The University of Oregon Index of Economic Indicators™ edged down 0.2 percent to 86.3 (1997=100).  Compared to six months ago, more than half the index components declined while the UO Index fell 5.9 percent (annualized).  In the past, declines of this magnitude signaled impending weakness in Oregon nonfarm payrolls.

Highlights of the report include:

•         Weak economic conditions continue to weigh on labor markets. Initial unemployment claims rose again, continuing the upward drift that began in April.  Employment services payrolls – largely temporary hiring – were essentially unchanged.  Both trends are disappointing and signal that despite being in a recovery phase, the pace of economic activity continues to fall short of that necessary to generate solid job growth.

•         Consumer confidence continued to decline.
Although household spending is growing, weak job growth tempers the pace of gains.

•         New orders for nondefense nonaircraft capital goods rebounded
, largely offsetting a worrisome decline in July. This is a hopeful sign that the pace of manufacturing activity will not falter abruptly in the near future.
******************************
* CHALLENGE A:
Quote the opening sentence of each bulleted highlight in the Oregon economic indicators report.
* CHALLENGE B:
Extend the Oregon economic indicators report past its final sentence.
******************************
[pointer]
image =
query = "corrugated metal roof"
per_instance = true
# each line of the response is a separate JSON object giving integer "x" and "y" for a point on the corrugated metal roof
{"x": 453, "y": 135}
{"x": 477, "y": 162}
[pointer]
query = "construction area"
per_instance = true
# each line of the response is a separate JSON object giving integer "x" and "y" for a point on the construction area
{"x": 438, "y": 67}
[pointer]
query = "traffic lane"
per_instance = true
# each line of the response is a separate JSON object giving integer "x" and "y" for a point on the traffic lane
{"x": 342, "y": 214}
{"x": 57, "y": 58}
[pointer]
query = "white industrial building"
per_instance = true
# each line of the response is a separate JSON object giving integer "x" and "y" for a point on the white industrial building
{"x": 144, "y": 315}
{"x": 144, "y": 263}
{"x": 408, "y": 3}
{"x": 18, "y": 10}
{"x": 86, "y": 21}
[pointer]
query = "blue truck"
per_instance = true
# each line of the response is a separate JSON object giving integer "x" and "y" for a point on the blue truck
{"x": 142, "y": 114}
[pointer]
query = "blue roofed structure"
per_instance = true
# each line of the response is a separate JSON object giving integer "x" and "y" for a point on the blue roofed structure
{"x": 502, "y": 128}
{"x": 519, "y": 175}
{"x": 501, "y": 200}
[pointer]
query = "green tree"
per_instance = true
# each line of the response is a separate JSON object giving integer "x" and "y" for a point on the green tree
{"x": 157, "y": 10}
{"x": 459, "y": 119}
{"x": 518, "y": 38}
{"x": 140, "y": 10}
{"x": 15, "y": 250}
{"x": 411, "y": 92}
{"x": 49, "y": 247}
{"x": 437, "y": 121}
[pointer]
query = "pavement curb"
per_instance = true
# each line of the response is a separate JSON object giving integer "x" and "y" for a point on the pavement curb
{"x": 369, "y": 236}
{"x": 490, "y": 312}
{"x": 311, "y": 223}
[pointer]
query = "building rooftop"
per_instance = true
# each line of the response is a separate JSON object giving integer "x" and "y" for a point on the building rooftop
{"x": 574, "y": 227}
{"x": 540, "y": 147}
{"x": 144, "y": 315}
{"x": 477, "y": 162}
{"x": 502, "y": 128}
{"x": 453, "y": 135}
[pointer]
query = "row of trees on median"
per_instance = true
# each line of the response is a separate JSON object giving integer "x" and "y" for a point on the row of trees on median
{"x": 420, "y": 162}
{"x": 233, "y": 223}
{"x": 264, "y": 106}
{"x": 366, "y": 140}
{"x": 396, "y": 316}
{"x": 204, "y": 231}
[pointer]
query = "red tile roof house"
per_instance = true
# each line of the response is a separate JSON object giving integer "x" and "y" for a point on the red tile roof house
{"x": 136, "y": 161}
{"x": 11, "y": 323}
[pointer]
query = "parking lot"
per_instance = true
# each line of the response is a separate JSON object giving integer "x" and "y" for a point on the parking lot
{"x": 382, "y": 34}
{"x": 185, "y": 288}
******************************
* RESPONSE A:
- Weak economic conditions continue to weigh on labor markets.
- Consumer confidence continued to decline.
- New orders for nondefense nonaircraft capital goods rebounded, largely offsetting a worrisome decline in July.

* RESPONSE B:
•         The interest rate spread between 10-year treasury bonds and the federal funds rate dropped for the fourth consecutive month as the deteriorating economic outlook prompted market participants to anticipate an expansion of monetary easing.

•         The UO Index continues to follow a pattern similar to its behavior in the 2001-2003 period.
The 2001 recession was followed by a sharp but temporary upturn in the UO Index.  A subsequent reversal of gains signaled renewed economic weakness.  The resulting “echo” recession triggered a renewal of job losses. Assuming the pattern is repeating itself now and is not reversed soon, the UO Index signals that, at a minimum, sustained labor market recovery will be delayed until next year with actual job losses possible over the next three to six months.

FINAL WEEK TO REGISTER!

7th Annual Oregon Economic Forum
October 21, 2010

Oregon in the Aftermath – Back on track?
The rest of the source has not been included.